■ Exercise prompt
Could every line of the data be copied out once more, exactly?

■ Record set
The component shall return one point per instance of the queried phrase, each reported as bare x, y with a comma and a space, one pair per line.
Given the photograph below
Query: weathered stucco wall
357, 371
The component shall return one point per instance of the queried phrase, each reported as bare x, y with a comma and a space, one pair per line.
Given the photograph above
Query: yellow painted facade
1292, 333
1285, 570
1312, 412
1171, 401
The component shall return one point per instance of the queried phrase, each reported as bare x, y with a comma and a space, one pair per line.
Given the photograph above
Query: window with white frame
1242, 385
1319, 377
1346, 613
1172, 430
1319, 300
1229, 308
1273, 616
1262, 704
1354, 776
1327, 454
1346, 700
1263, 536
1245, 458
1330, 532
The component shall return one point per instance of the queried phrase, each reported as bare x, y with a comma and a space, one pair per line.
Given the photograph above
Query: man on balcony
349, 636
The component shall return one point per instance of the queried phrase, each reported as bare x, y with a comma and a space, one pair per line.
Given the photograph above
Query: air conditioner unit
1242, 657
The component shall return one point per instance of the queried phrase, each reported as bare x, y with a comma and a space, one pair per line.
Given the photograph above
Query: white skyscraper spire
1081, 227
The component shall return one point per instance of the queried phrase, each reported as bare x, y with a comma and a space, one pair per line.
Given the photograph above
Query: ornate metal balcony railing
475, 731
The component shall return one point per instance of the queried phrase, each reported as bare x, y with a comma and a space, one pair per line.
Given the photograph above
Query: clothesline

■ Written solution
The component shall return one point per instance of the queried phrase, each reported as bare x, y with a comma and a space, one pair per line.
Given the photograph below
Query: weathered stucco wall
357, 371
The component shall return one point per instance of the queried phrase, each reported as bare x, y with a comma and a space, one pair per line.
Given the photograph above
Query: yellow painted facade
1292, 333
1285, 570
1312, 412
1171, 401
The component shall return one point per instance of the queried phrase, each reported as bare x, y with a comma and a space, one pair per line.
Given the photograph above
Query: window with white frame
1242, 385
1319, 377
1346, 613
1172, 430
1319, 300
1229, 308
1273, 616
1262, 704
1354, 776
1327, 454
1346, 700
1263, 536
1245, 458
1330, 532
The component shall return one point per instance of the queried phrase, each reported as bare x, y with a comma and a space, one pair per line.
Given the photograph above
Query: man on balcony
349, 636
The component shall return one point per instance of the queried phrase, each reported as bare x, y with a comma and a space, one pair per line.
Given the photograph above
Query: air conditioner unit
1242, 657
The component shall return one point per instance of the queried phrase, each reported as bare x, y with a comma and a space, one pair per line.
Given the photograph above
Query: white skyscraper spire
1081, 227
The component shall return one point per instance of the queried phrase, each reported as bare x, y with a comma and a space, one pair per line.
Given the photograph above
Query: ornate metal balcony railing
475, 731
The component shall return one point per instance of the queried phrase, each reported as bare x, y with a comma and a space, one pair per line.
Given the photograph above
Query: clothesline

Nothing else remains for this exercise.